**AIM:** Lay out the lines below as a Markdown table with two columns, Row and Line. Give each line its own numbered row and leave out any blank lines.
#####
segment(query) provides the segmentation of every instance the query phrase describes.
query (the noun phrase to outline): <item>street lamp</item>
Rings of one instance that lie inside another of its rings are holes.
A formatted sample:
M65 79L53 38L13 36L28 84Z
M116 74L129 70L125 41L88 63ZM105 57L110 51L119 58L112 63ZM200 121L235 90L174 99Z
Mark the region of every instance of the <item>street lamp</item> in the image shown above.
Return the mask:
#####
**FULL RESPONSE:**
| Row | Line |
|---|---|
| 1 | segment(query) provides the segmentation of every instance the query phrase describes. |
| 2 | query (the noun phrase to outline): <item>street lamp</item> |
| 3 | Rings of one instance that lie inside another of its rings are holes. |
| 4 | A formatted sample: |
| 5 | M65 79L53 38L13 36L28 84Z |
| 6 | M116 74L129 70L125 41L88 63ZM105 57L110 51L119 58L112 63ZM200 121L235 90L174 99Z |
| 7 | Mark the region of every instance of the <item>street lamp</item> in the image shown above. |
| 8 | Return the mask: |